▸ **Available data**
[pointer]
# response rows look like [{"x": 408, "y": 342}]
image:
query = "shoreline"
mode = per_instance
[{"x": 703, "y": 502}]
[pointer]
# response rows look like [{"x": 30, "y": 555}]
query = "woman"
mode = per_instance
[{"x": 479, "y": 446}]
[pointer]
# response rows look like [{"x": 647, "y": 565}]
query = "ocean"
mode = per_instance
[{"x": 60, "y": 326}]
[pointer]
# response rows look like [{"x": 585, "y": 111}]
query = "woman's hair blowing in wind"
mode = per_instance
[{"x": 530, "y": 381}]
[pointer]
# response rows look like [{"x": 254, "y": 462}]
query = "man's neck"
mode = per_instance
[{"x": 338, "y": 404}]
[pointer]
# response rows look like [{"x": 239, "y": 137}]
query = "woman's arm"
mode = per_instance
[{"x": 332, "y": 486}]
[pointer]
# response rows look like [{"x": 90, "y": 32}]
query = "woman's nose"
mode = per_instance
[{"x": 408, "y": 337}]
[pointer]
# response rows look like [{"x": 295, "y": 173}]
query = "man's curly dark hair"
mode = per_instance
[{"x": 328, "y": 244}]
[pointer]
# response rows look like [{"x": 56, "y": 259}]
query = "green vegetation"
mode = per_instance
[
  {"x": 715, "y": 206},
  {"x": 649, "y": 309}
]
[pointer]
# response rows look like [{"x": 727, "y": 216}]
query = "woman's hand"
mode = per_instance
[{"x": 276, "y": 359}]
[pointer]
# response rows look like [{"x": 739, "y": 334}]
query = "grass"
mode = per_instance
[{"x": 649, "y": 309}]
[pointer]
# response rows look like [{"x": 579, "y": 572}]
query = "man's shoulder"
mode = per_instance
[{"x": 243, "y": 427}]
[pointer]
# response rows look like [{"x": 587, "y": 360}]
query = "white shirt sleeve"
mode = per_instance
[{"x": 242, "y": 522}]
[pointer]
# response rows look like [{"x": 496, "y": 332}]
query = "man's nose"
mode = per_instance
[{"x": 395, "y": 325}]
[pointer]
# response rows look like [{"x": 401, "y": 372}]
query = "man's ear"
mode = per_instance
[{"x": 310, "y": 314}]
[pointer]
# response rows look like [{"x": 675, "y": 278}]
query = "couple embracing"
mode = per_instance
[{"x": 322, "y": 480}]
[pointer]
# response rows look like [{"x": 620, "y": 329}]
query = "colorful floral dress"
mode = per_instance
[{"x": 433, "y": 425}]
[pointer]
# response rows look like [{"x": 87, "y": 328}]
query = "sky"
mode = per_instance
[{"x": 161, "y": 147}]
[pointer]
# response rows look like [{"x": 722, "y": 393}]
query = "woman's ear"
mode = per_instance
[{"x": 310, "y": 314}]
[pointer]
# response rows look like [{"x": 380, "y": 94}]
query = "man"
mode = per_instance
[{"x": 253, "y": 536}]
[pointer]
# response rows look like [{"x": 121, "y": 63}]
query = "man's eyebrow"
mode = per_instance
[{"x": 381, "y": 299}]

▸ **Task prompt**
Output the data above in full and exactly.

▸ **Exercise result**
[pointer]
# response rows look like [{"x": 408, "y": 342}]
image:
query = "shoreline"
mode = per_instance
[{"x": 703, "y": 502}]
[pointer]
# response rows look like [{"x": 30, "y": 555}]
query = "woman"
mode = per_instance
[{"x": 479, "y": 446}]
[pointer]
# response rows look like [{"x": 647, "y": 565}]
query = "ocean"
mode = per_instance
[{"x": 60, "y": 326}]
[pointer]
# response rows look like [{"x": 585, "y": 111}]
query = "woman's hair blowing in wind"
mode = per_instance
[{"x": 530, "y": 381}]
[pointer]
# response rows look like [{"x": 254, "y": 462}]
query = "man's neck"
mode = per_instance
[{"x": 338, "y": 404}]
[pointer]
# response rows look like [{"x": 239, "y": 137}]
query = "woman's arm"
mode = per_instance
[{"x": 332, "y": 486}]
[pointer]
# response rows look like [{"x": 90, "y": 32}]
query = "woman's nose"
mode = per_instance
[{"x": 408, "y": 337}]
[pointer]
# response rows look like [{"x": 295, "y": 173}]
query = "man's curly dark hair"
mode = per_instance
[{"x": 328, "y": 244}]
[pointer]
# response rows look like [{"x": 56, "y": 259}]
query = "green vegetation"
mode = per_instance
[
  {"x": 715, "y": 206},
  {"x": 649, "y": 309}
]
[pointer]
# response rows look like [{"x": 727, "y": 216}]
query = "woman's hand"
mode = per_instance
[{"x": 276, "y": 359}]
[pointer]
# response rows look like [{"x": 739, "y": 334}]
query = "grass"
mode = per_instance
[{"x": 649, "y": 309}]
[pointer]
# response rows look like [{"x": 579, "y": 572}]
query = "man's shoulder"
mode = per_instance
[{"x": 243, "y": 427}]
[pointer]
# response rows look like [{"x": 587, "y": 360}]
query = "white shirt sleeve"
mode = per_instance
[{"x": 242, "y": 522}]
[pointer]
# response rows look like [{"x": 496, "y": 332}]
query = "man's nose"
mode = per_instance
[{"x": 395, "y": 325}]
[pointer]
# response rows look like [{"x": 401, "y": 372}]
query = "man's ear"
mode = per_instance
[{"x": 310, "y": 314}]
[pointer]
# response rows look like [{"x": 675, "y": 278}]
query = "couple embracing"
mode = per_instance
[{"x": 322, "y": 480}]
[pointer]
# response rows look like [{"x": 620, "y": 329}]
query = "colorful floral dress"
mode = per_instance
[{"x": 433, "y": 425}]
[pointer]
# response rows look like [{"x": 87, "y": 328}]
query = "sky"
mode = per_instance
[{"x": 161, "y": 147}]
[pointer]
# response rows look like [{"x": 722, "y": 393}]
query = "woman's ear"
mode = per_instance
[{"x": 310, "y": 314}]
[pointer]
# response rows look like [{"x": 380, "y": 94}]
query = "man"
mode = per_instance
[{"x": 253, "y": 536}]
[pointer]
# response rows look like [{"x": 121, "y": 63}]
query = "man's eyebrow"
mode = per_instance
[{"x": 381, "y": 299}]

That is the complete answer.